Texto dado:
============================================================

Por
más que pase el tiempo y las películas, hay fenómenos que nunca llegaré a
entender del todo. Ajeno como soy (lo he dicho en casa ocasión) al fenómeno
literario, lo más destacable de la tercera entrega de la saga de Cincuenta sombras de Grey es la frase
que acompaña al título: el capítulo final.
Quizá habría sido buena idea resaltar en otro color y con una fuente de mayor
tamaño la palabra final.
Y
es que en estos tiempos del #MeeToo,
las reivindicaciones feministas y las sospechas (y confirmaciones) de casos de
abusos sexuales en Hollywood, se vuelve a estrenar una película donde la
sumisión de la mujer por parte del macho poderoso y posesivo es la nota
predominante. Poco importa que en Cincuenta sombras liberadas (la única liberación es la del público, que al fin se ve libre de esta carga, si me permiten el chiste) la cosa se dulcifique al final, que todo quede
en un cuento de hadas y que la protagonista termine saliéndose con la suya.

============================================================

Material proporcionado:
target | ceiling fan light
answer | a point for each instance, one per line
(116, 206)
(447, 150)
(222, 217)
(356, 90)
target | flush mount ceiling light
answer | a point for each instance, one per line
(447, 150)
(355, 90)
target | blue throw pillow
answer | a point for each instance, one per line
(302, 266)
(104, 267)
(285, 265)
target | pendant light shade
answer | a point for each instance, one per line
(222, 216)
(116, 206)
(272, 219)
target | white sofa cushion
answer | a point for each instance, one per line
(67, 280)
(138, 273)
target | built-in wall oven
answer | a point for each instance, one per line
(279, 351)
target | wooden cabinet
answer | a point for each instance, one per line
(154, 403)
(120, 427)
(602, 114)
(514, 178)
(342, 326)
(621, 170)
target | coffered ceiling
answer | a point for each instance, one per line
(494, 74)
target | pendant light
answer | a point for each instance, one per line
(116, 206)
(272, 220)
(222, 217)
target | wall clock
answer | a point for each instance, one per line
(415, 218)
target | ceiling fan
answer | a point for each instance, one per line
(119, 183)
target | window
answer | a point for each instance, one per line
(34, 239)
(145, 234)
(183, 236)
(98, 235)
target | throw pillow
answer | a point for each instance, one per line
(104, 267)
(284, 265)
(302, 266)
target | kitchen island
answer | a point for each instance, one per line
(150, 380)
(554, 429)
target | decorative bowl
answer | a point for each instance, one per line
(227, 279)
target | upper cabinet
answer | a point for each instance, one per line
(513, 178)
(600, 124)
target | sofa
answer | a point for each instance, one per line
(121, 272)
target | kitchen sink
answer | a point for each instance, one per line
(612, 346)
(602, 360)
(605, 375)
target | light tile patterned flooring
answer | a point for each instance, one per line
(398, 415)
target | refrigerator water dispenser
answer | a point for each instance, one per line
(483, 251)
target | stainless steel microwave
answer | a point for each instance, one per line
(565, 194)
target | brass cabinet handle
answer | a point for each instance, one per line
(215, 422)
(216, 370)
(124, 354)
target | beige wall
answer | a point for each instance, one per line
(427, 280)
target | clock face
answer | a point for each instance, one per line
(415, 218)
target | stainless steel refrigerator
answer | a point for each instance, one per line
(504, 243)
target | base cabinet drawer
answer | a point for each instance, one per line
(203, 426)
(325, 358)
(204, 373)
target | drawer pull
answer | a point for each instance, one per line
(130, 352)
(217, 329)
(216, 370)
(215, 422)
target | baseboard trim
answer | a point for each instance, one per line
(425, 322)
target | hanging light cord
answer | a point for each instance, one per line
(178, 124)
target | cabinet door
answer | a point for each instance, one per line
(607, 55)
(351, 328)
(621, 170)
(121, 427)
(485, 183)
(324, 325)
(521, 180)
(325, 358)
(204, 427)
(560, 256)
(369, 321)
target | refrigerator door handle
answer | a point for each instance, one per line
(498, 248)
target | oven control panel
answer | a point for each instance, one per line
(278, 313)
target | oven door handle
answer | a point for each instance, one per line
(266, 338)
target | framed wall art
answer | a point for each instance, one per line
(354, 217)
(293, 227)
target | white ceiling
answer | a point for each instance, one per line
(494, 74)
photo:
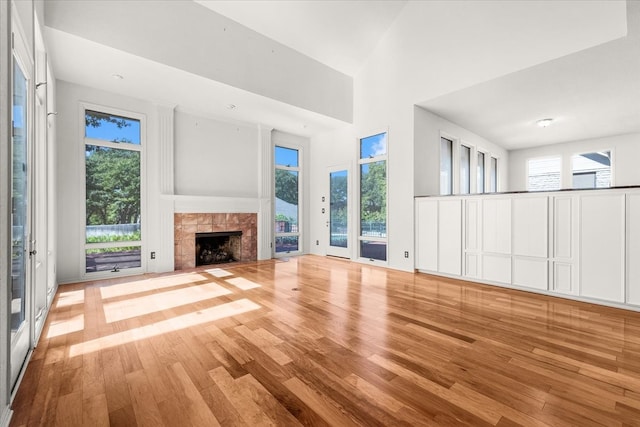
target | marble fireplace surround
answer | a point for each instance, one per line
(186, 225)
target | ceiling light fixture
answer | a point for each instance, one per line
(543, 123)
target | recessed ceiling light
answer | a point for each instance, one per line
(543, 123)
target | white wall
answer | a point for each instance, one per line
(193, 38)
(625, 154)
(428, 128)
(215, 158)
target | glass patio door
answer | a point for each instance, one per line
(20, 257)
(338, 222)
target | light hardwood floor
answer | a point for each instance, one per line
(352, 345)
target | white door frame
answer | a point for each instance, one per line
(337, 250)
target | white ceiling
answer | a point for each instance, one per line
(589, 94)
(92, 64)
(340, 34)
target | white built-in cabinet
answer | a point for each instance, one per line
(439, 231)
(578, 244)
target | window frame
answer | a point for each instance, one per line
(482, 181)
(611, 166)
(84, 141)
(491, 174)
(454, 164)
(358, 211)
(527, 171)
(300, 168)
(461, 146)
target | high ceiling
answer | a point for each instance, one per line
(591, 93)
(340, 34)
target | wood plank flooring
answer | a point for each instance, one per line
(354, 345)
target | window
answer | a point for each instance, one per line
(465, 169)
(592, 170)
(480, 172)
(493, 177)
(113, 148)
(373, 197)
(544, 174)
(287, 206)
(446, 166)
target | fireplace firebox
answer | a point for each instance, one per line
(218, 247)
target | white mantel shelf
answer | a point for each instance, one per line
(204, 204)
(582, 245)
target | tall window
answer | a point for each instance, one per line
(373, 197)
(287, 207)
(592, 170)
(544, 174)
(493, 177)
(446, 166)
(480, 179)
(113, 148)
(465, 169)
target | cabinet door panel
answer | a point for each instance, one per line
(496, 225)
(530, 226)
(427, 238)
(633, 248)
(602, 251)
(450, 237)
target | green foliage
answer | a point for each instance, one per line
(287, 186)
(339, 198)
(112, 250)
(282, 217)
(373, 196)
(131, 237)
(112, 186)
(95, 119)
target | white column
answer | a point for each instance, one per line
(265, 193)
(165, 203)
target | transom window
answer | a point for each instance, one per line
(592, 170)
(544, 174)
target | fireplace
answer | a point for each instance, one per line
(218, 247)
(188, 225)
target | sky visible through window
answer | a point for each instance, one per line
(109, 131)
(286, 157)
(373, 146)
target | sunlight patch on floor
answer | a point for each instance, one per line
(67, 326)
(68, 298)
(134, 307)
(146, 285)
(170, 325)
(242, 283)
(218, 272)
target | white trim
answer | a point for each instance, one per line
(335, 250)
(301, 222)
(358, 235)
(140, 148)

============================================================

Enunciado 1: Indica si cada afirmación coincide con el texto sobre Cincuenta sombras liberadas y cita las palabras del texto que lo deciden. (a) Para el autor, lo más destacable de la tercera entrega es la frase que acompaña al título. (b) La protagonista acaba sin salirse con la suya. (c) En la película predomina la sumisión de la mujer.
Enunciado 2: Prolonga el texto sobre Cincuenta sombras liberadas a partir de su última oración.

Respuesta 1:
(a) Sí: "lo más destacable de la tercera entrega de la saga de Cincuenta sombras de Grey es la frase que acompaña al título: el capítulo final."
(b) No: "la protagonista termine saliéndose con la suya."
(c) Sí: "la sumisión de la mujer por parte del macho poderoso y posesivo es la nota predominante."

Respuesta 2:
Escenas como la del topless en la playa o la constante toma de decisiones de él
sin consultarle nada a ella es más que suficiente para definir esta historia de
bazofia.
Pero
intenciones ocultas aparte, la película vuelve a ser insoportablemente
aburrida. Lo que nos prometieron como una saga sobre el placer prohibido y el
sexo dominante ha terminado siendo una tontería machista que parece casi un
remiendo de Pretty Woman (por lo de
la chica que se enamora fácilmente del tío guapo que -y esto seguro que no
influye- tiene jet privado y la puede invitar a cenar a París de un momento a
otro) pero con unos cuantos desnudos. Todos femeninos, no faltaba más.
Y
no es que sea de los que se quejan de la falta de sexo en estas películas, ni
mucho menos. Poco me importan a mi los jueguecitos que estos dos se lleven
entre manos. De lo que me quejo es de la falta de talento. O habría que decir
mejor, de intención. Y es que lo peor del caso es que al director, James Foley,
talento no le falta. O faltaba, al menos, en la época en que dirigía maravillas
como Glengarry Glen Ross. Tampoco
Dakota Johnson parece que vaya a ser una mala actriz, si se decide a hacer
alguna película en la que sus gestos interpretativos predominen frente a sus
pechos desnudos. Y hasta el sosito Jamie Dornan tiene en su haber cosas
interesantes como Operación Anthropoid.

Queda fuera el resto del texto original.